◆ **Task brief**
Provide only the number of lines below in which the string "black" occurs.

◆ **Supplied records**
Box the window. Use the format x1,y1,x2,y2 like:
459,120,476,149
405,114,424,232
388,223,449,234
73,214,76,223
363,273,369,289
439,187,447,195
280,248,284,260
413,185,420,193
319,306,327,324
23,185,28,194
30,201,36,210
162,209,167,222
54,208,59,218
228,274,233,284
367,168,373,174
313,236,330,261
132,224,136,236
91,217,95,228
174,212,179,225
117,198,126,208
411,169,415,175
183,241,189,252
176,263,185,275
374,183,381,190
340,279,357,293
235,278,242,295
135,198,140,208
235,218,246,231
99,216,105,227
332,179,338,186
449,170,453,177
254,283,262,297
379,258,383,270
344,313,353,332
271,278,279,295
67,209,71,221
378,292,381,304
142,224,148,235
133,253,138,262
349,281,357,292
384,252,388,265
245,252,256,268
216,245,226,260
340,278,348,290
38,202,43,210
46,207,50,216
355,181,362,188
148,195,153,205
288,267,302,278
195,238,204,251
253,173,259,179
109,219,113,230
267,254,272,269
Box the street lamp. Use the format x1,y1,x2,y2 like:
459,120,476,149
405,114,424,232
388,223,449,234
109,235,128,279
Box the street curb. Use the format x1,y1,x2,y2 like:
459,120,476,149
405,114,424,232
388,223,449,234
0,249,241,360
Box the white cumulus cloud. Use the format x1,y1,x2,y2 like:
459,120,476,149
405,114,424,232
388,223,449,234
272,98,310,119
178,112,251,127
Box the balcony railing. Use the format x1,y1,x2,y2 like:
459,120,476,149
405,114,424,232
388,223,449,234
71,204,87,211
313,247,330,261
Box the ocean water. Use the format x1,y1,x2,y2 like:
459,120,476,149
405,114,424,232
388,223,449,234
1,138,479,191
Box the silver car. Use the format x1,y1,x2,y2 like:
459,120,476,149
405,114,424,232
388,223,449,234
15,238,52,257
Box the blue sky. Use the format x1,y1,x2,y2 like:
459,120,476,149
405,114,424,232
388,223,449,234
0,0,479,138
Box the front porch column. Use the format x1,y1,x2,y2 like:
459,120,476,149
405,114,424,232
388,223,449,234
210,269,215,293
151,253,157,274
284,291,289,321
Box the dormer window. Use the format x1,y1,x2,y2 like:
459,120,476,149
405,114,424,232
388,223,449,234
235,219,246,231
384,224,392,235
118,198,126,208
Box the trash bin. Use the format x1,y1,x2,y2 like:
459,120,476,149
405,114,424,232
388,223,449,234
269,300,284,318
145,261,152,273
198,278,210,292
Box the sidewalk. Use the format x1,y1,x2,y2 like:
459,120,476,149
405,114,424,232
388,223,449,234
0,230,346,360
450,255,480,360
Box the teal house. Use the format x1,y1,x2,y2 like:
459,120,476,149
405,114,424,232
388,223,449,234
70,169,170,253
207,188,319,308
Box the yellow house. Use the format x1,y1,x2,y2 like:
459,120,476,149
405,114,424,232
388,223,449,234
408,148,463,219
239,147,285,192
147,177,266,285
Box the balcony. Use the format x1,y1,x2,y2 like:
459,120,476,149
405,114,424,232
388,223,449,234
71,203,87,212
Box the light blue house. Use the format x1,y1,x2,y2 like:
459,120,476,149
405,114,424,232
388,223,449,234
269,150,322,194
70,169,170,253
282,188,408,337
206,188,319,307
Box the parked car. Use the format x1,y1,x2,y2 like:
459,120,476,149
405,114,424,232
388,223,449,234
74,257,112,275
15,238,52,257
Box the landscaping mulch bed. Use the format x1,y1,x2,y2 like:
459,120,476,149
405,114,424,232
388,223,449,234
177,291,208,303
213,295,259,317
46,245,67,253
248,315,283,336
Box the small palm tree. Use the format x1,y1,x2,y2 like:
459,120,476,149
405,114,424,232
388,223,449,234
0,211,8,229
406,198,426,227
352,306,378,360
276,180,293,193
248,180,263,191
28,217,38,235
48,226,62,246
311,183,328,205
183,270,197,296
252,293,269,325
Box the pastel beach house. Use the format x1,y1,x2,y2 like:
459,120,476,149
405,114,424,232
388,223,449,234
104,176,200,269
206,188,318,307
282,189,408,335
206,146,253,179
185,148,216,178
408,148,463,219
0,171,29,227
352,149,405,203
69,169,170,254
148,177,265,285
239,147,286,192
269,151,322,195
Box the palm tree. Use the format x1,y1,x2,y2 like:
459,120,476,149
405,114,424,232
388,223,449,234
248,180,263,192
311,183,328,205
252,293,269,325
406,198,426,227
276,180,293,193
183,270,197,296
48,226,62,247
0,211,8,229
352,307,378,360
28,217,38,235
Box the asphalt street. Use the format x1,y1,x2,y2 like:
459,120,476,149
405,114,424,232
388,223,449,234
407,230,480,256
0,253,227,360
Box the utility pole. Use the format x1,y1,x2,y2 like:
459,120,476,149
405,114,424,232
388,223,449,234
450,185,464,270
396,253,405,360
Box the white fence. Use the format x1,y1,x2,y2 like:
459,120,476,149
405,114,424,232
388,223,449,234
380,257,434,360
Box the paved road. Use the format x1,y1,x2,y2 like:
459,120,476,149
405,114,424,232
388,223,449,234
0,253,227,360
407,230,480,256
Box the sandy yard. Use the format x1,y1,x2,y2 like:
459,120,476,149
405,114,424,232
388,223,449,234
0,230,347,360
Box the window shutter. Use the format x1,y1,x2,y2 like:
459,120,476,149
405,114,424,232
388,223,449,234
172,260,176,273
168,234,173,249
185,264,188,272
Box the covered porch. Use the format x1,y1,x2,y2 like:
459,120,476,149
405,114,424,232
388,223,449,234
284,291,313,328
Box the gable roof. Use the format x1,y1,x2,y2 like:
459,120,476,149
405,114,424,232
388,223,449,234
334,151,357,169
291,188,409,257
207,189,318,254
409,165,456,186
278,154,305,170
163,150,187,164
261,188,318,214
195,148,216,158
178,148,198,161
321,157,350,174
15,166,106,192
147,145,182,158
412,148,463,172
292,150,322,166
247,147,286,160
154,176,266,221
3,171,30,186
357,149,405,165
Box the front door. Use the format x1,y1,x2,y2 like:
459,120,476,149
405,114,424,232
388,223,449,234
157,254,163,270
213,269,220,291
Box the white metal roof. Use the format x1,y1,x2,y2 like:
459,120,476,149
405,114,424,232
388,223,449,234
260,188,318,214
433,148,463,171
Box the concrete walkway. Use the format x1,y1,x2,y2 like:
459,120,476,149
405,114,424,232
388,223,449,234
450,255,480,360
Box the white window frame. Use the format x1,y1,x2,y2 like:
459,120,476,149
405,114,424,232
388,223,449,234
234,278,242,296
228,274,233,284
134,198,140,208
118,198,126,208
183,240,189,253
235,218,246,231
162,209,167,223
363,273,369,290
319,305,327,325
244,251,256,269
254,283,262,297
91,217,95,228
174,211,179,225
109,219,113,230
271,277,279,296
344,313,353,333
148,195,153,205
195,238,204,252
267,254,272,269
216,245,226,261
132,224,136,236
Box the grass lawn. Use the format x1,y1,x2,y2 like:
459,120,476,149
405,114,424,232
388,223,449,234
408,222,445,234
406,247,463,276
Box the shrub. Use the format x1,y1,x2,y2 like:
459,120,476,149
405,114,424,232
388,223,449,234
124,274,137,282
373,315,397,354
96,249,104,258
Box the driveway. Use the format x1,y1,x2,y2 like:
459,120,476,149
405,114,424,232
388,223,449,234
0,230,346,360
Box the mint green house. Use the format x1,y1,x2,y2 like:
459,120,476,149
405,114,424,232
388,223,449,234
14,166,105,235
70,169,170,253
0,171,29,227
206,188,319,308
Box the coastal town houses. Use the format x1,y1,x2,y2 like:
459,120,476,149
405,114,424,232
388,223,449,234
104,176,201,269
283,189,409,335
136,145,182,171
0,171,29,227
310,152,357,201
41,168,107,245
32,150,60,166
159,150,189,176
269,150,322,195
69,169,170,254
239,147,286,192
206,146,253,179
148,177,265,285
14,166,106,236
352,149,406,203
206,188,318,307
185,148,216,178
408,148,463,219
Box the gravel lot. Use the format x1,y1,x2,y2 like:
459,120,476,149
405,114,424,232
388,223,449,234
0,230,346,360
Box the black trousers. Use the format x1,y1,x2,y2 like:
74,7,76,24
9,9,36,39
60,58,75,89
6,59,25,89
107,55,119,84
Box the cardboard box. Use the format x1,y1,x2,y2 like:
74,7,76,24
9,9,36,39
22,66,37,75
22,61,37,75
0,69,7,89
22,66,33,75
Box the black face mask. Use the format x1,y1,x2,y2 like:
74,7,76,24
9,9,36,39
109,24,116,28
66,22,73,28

◆ **Response to the exercise**
2